Only one stretch of the data is wanted: the line containing "task: outline the dirt ground", the line containing "Provide the mask of every instance of the dirt", and every line between them, copied exactly.

BEGIN

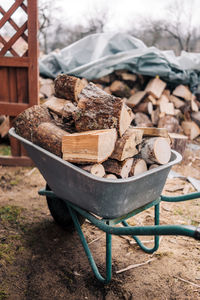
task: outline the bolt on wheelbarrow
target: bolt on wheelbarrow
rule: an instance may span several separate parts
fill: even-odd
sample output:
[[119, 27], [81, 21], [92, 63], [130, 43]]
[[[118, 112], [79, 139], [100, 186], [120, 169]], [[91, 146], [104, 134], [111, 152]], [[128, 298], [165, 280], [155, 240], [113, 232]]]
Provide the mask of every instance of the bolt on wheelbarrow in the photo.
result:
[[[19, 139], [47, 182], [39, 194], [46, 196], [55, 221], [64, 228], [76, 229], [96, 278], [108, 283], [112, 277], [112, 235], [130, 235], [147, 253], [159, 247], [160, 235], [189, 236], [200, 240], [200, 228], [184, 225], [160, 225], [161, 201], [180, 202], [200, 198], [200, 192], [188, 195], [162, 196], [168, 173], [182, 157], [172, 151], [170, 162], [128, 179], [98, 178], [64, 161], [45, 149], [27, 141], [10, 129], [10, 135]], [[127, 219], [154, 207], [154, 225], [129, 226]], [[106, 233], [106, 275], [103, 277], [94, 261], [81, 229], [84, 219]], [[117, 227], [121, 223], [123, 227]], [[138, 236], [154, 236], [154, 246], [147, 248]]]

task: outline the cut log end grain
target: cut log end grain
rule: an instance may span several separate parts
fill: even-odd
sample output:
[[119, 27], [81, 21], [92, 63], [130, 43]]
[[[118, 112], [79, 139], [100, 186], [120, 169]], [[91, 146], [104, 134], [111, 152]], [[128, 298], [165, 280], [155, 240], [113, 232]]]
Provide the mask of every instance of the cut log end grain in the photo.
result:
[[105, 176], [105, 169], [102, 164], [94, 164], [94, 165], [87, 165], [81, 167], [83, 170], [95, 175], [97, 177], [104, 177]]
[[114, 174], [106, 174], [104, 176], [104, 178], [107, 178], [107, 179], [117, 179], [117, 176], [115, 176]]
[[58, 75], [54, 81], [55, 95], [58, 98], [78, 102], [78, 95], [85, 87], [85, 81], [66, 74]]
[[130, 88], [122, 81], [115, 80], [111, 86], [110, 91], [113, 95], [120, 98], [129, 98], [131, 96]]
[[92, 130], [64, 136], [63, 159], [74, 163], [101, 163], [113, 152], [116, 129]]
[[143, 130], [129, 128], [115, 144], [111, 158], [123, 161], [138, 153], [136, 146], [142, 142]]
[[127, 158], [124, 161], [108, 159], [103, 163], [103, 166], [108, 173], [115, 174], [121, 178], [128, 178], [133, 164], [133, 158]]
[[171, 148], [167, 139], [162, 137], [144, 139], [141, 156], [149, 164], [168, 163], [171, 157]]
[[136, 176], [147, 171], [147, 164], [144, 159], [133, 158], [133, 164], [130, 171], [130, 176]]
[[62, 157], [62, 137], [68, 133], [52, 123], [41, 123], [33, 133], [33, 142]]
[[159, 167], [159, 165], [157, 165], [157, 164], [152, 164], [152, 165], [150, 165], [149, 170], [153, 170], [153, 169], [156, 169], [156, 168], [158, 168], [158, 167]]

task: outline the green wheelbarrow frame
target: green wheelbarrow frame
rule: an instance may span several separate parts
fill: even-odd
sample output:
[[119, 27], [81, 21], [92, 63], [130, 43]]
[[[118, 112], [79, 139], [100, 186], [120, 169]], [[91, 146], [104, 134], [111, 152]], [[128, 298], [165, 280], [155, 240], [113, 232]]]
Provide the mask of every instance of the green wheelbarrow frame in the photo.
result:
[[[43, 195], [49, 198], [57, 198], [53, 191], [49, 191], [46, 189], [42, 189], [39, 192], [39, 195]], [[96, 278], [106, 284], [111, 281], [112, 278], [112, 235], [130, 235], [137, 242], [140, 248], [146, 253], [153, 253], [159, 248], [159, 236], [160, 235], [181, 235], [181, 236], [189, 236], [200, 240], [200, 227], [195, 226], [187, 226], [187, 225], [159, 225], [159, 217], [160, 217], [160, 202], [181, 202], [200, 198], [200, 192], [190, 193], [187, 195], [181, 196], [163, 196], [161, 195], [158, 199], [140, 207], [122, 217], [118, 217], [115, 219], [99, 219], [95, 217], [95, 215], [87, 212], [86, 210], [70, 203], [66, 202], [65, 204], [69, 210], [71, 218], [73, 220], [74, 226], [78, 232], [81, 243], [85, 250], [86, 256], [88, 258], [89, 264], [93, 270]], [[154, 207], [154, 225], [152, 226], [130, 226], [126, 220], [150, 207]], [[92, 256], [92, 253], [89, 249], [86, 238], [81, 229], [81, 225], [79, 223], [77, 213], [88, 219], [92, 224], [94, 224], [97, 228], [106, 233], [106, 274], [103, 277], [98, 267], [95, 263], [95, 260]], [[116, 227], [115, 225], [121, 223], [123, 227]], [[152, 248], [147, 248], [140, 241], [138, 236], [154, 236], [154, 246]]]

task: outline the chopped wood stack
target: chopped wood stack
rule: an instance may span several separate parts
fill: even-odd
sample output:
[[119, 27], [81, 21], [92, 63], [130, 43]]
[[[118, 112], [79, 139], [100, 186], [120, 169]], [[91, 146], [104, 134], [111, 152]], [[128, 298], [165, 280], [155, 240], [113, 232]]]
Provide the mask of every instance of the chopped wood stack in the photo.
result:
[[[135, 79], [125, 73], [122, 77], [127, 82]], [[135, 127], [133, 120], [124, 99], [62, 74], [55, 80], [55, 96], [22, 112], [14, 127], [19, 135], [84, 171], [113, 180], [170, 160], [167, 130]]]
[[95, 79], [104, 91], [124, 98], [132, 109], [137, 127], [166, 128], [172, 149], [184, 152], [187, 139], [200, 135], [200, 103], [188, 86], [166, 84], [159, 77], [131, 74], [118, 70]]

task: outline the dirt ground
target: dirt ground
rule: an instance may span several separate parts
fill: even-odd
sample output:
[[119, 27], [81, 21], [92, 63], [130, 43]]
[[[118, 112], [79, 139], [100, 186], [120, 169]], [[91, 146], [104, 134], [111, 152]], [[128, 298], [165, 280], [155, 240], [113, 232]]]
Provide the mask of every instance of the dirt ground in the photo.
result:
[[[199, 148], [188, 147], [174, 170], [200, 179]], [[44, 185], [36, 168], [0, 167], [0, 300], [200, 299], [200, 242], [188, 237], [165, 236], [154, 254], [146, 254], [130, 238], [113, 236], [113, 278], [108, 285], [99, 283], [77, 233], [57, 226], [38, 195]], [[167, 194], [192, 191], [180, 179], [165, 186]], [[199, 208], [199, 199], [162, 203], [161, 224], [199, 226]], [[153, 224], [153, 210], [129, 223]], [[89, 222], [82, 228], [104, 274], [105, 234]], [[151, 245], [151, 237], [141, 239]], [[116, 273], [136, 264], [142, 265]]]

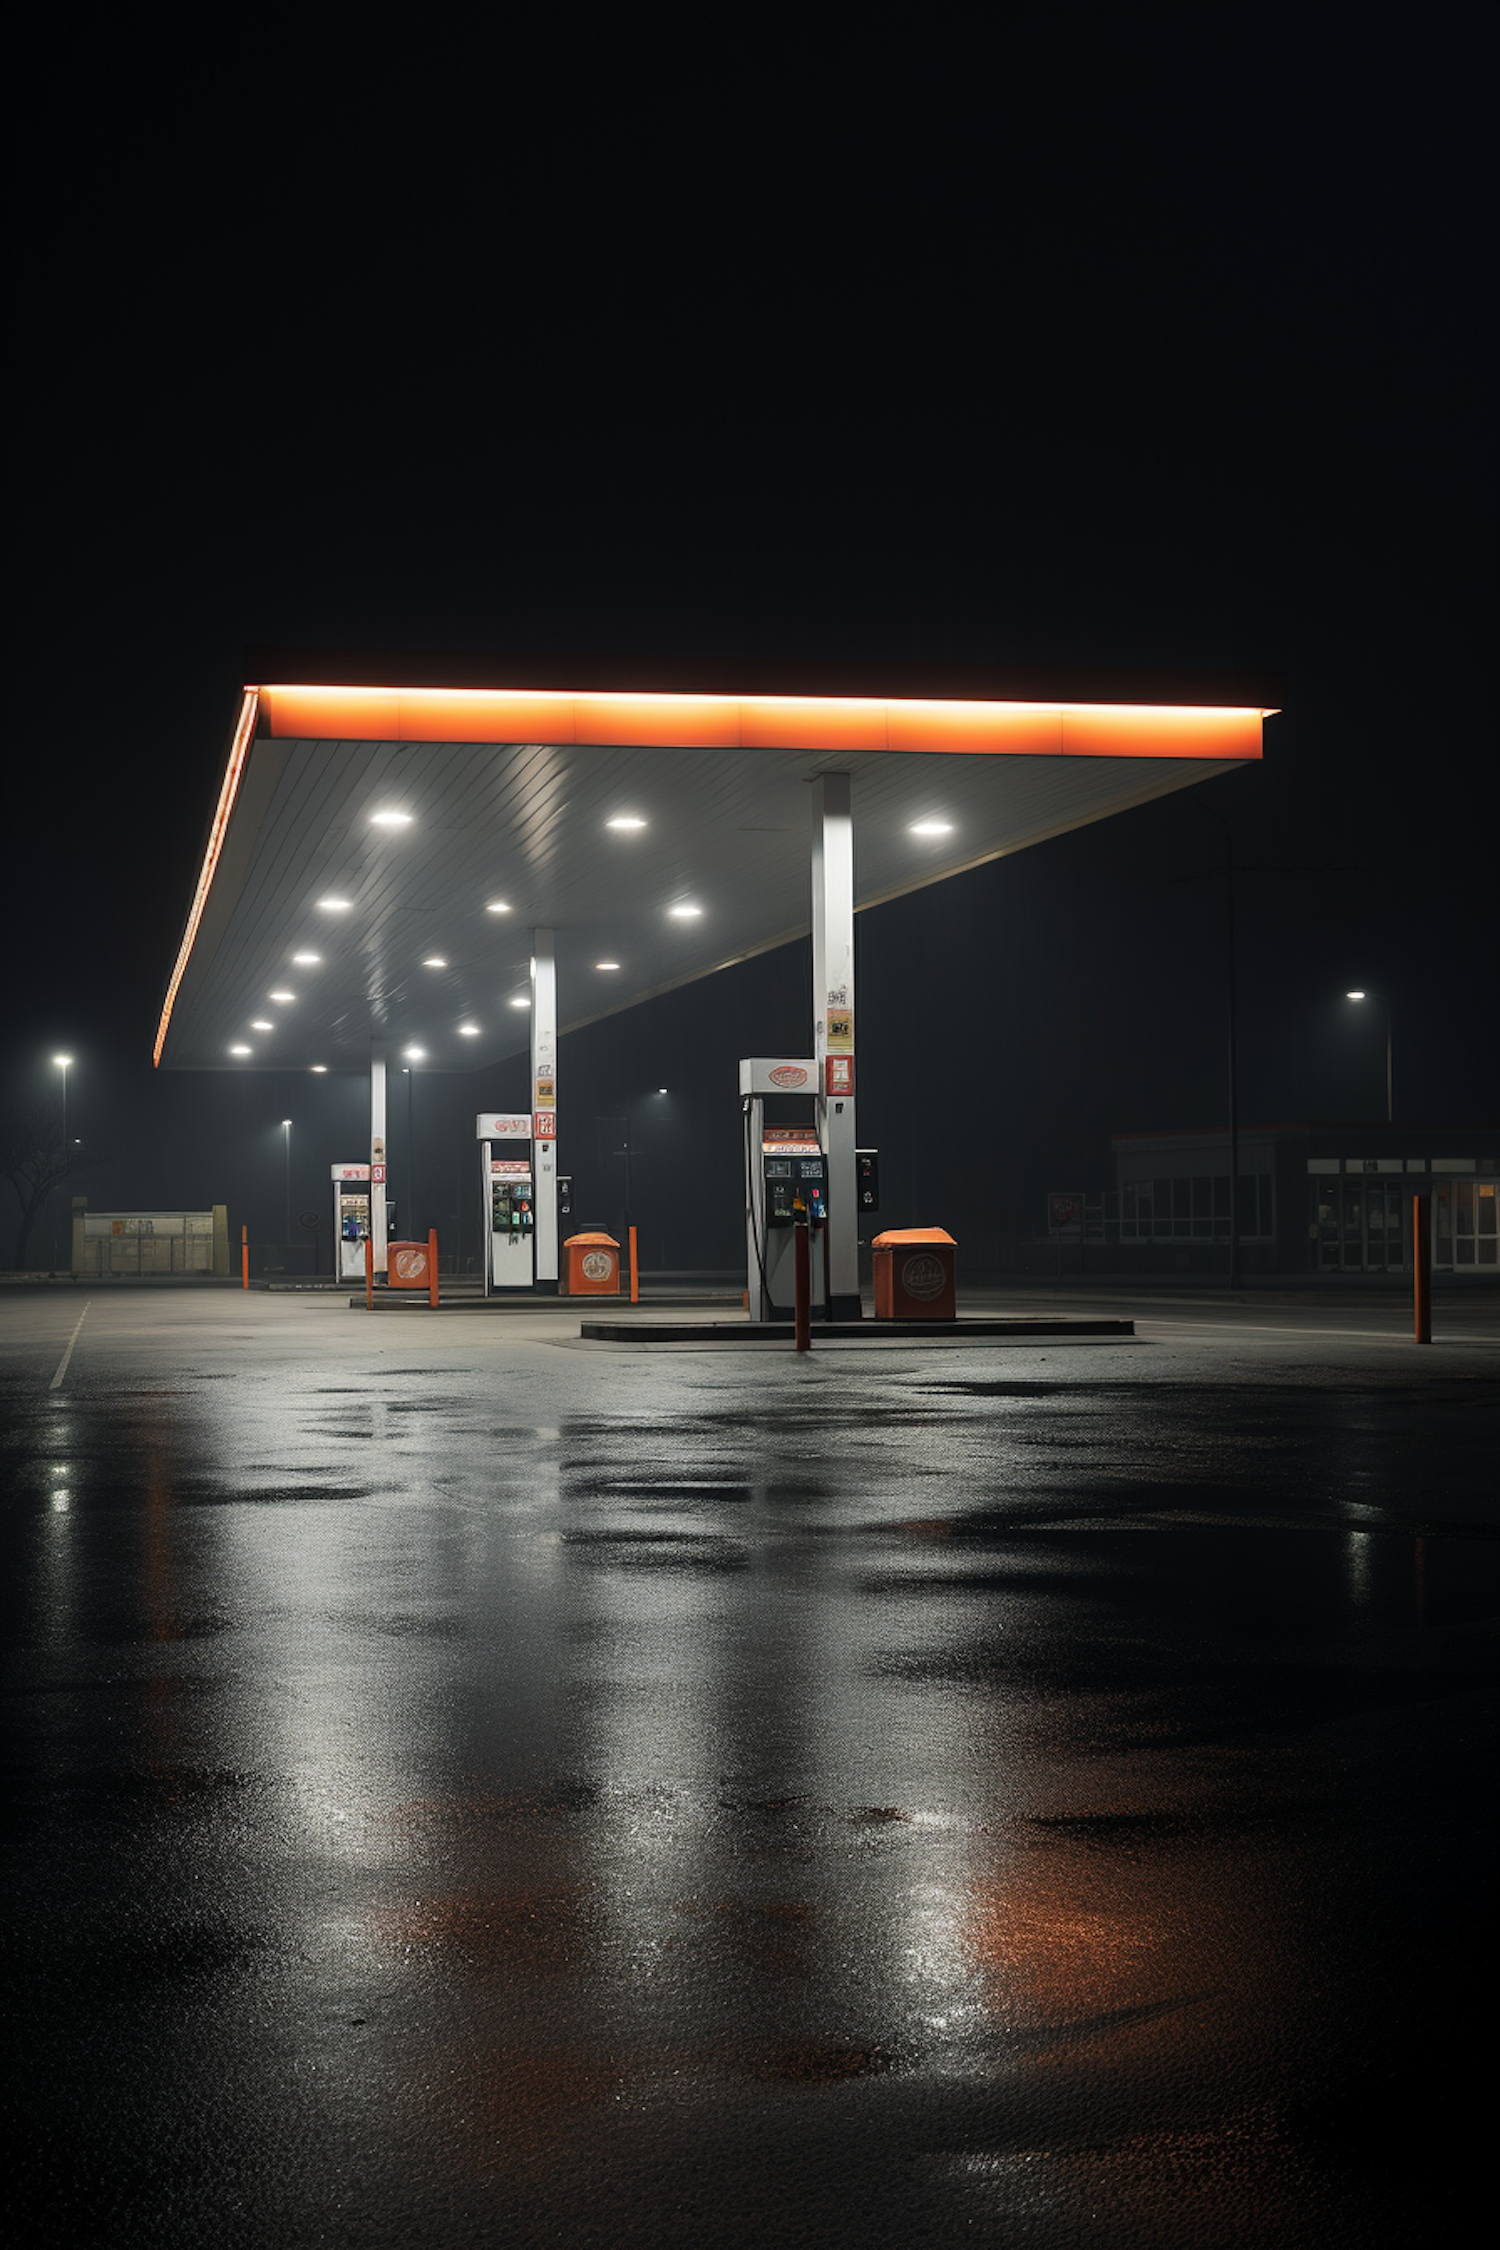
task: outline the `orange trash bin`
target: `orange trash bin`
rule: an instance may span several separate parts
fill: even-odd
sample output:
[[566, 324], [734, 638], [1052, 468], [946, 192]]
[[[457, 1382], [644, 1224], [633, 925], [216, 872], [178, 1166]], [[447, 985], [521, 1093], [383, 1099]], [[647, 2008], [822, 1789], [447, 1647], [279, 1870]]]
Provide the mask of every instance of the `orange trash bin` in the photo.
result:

END

Result below |
task: outline the dirt ground
target: dirt ground
rule: an instance may span several separate parts
fill: even-odd
sample output:
[[119, 27], [81, 21], [92, 63], [130, 43]]
[[[118, 112], [79, 139], [100, 186], [120, 169]], [[91, 146], [104, 134], [111, 152]], [[128, 298], [165, 280], [155, 240], [113, 232]]]
Provide the mask of every instance of the dirt ground in the photo.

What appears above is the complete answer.